# 🎬 Stable Video Diffusion

Generate high-quality videos from text descriptions using Stability AI's Stable Video Diffusion model. This notebook runs in Colab's free tier and requires no API key.

## Model Information
This notebook supports both SVD and SVD-XT models:

- **SVD (Default)**: Original model, good for most use cases
  - 14 frames at 1024x576 resolution
  - Consistent motion and quality
  - Faster generation time

- **SVD-XT**: Extended version with improvements
  - Up to 25 frames at 1024x576
  - Better motion consistency
  - Improved visual quality
  - Support for longer sequences

## Features
- Text-to-video generation
- Multiple video styles
- Adjustable generation parameters
- Frame interpolation for smooth motion
- Support for both SVD and SVD-XT models

## Setup
First, let's install the required packages:

In [None]:
!pip install -q diffusers transformers accelerate torch gradio moviepy

## Import Dependencies

In [None]:
import torch
from diffusers import StableVideoDiffusionPipeline
from diffusers.utils import export_to_video
import gradio as gr
import os

## Load Models

In [None]:
# Available models
MODELS = {
    "SVD": "stabilityai/stable-video-diffusion-img2vid",
    "SVD-XT": "stabilityai/stable-video-diffusion-img2vid-xt"

• LIST OF TASKS
• 1. Can you reproduce the Stable Video Diffusion notebook word for word, starting at "Generate high-quality videos" and ending after "no API key."?
• 2. How would the Stable Video Diffusion notebook go on? Write the next part, picking up right after its final line.
The records have nothing to do with the Stable Video Diffusion notebook.

• EXCERPTED RECORDS
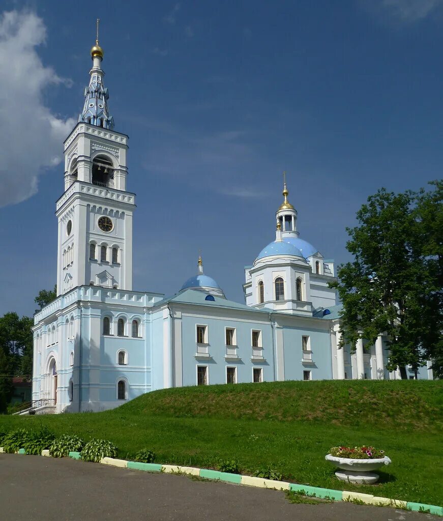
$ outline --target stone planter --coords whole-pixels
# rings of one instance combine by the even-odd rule
[[[335,473],[339,479],[358,485],[376,483],[379,476],[372,471],[391,463],[387,456],[375,460],[354,460],[326,454],[325,459],[340,469]]]

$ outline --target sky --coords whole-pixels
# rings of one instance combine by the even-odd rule
[[[55,283],[63,141],[100,19],[115,130],[136,194],[133,289],[196,272],[244,302],[286,170],[300,237],[338,265],[382,187],[441,177],[443,0],[4,0],[0,315]]]

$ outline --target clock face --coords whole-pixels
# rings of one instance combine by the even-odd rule
[[[98,227],[102,231],[111,231],[114,227],[112,221],[109,217],[100,217],[98,219]]]

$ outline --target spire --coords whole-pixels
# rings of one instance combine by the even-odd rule
[[[92,68],[89,71],[91,79],[89,85],[85,89],[85,104],[83,109],[79,116],[79,122],[84,121],[97,127],[112,130],[114,128],[114,119],[108,108],[109,95],[105,88],[103,77],[105,73],[102,70],[103,49],[98,44],[98,23],[97,19],[97,32],[95,45],[91,49]]]
[[[199,275],[203,275],[203,261],[201,260],[201,255],[199,255],[198,256],[198,269],[197,271],[197,274]]]
[[[286,188],[286,171],[283,172],[283,191],[282,192],[283,197],[285,198],[285,200],[280,205],[280,207],[279,208],[279,212],[280,210],[294,210],[295,209],[294,206],[289,203],[288,201],[288,195],[289,195],[289,192]]]

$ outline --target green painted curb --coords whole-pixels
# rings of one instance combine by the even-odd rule
[[[420,512],[420,508],[422,510],[428,510],[431,514],[437,516],[443,516],[443,506],[436,506],[435,505],[425,505],[423,503],[410,503],[409,501],[406,503],[406,508],[410,508],[414,512]]]
[[[200,469],[200,477],[207,479],[220,479],[222,481],[229,481],[230,483],[242,482],[240,474],[232,474],[230,472],[219,472],[218,470],[210,470],[206,468]]]
[[[161,472],[161,465],[158,463],[141,463],[138,461],[129,461],[128,468],[134,468],[137,470],[147,470],[149,472]]]

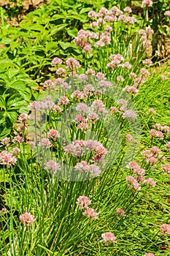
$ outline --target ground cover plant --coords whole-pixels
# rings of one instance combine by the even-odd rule
[[[143,18],[116,4],[52,1],[2,24],[2,255],[170,254],[170,62],[155,2]]]

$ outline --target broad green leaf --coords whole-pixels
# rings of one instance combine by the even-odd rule
[[[54,34],[55,34],[57,32],[58,32],[59,31],[63,29],[63,28],[65,28],[66,26],[68,26],[69,24],[64,24],[64,25],[58,25],[55,26],[55,27],[53,27],[51,29],[51,32],[50,34],[49,34],[49,35],[47,36],[47,37],[50,37],[51,36],[53,36]]]

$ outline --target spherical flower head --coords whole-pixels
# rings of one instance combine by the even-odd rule
[[[88,206],[90,206],[91,203],[91,201],[88,199],[88,197],[82,195],[77,198],[76,203],[80,206],[80,209],[87,209],[88,208]]]
[[[59,64],[61,64],[63,62],[62,59],[59,59],[59,58],[54,58],[53,60],[52,60],[52,62],[51,62],[51,66],[58,66]]]
[[[101,234],[102,240],[101,242],[105,242],[105,245],[108,246],[109,242],[116,243],[116,237],[112,232],[106,232]]]
[[[83,213],[82,215],[88,217],[91,219],[98,218],[98,213],[93,208],[88,208]]]
[[[49,148],[52,146],[52,144],[49,139],[45,138],[39,143],[39,146],[43,148]]]
[[[117,209],[116,213],[121,215],[123,217],[125,216],[125,211],[123,209]]]
[[[35,221],[34,216],[28,212],[26,212],[25,214],[20,215],[20,219],[21,222],[24,225],[26,225],[27,227],[31,226]]]
[[[58,170],[61,170],[61,165],[58,162],[50,160],[45,165],[45,170],[48,170],[50,174],[55,175]]]
[[[4,138],[4,139],[2,139],[1,140],[1,143],[4,146],[6,146],[7,147],[9,147],[9,140],[10,140],[10,138],[7,138],[7,137],[5,137]]]
[[[152,0],[143,0],[142,3],[142,8],[150,7],[152,5]]]
[[[170,234],[170,226],[168,224],[163,224],[161,226],[161,231],[163,236],[166,236]]]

• FINAL ANSWERS
• 1.
Generate high-quality videos from text descriptions using Stability AI's Stable Video Diffusion model. This notebook runs in Colab's free tier and requires no API key.

• 2.
}

def load_model(model_name="SVD"):
    pipe = StableVideoDiffusionPipeline.from_pretrained(
        MODELS[model_name],
        torch_dtype=torch.float16,
        variant="fp16"
    )
    pipe.to("cuda")
    
    # Enable memory efficient features
    pipe.enable_model_cpu_offload()
    pipe.enable_vae_slicing()
    
    return pipe

# Initialize with default model
pipe = load_model()

print(f"Model loaded on: {'GPU' if torch.cuda.is_available() else 'CPU'}")

## Create Generation Function

In [None]:
def generate_video(prompt, model_name="SVD", num_frames=14, fps=8, 
                  motion_bucket_id=127, noise_aug_strength=0.1,
                  min_guidance_scale=1.0, max_guidance_scale=3.0,
                  seed=-1):
    global pipe
    
    # Load selected model if different from current
    if model_name != getattr(pipe, "_model_name", "SVD"):
        pipe = load_model(model_name)
        pipe._model_name = model_name
    
    # Set random seed if provided
    if seed != -1:
        torch.manual_seed(seed)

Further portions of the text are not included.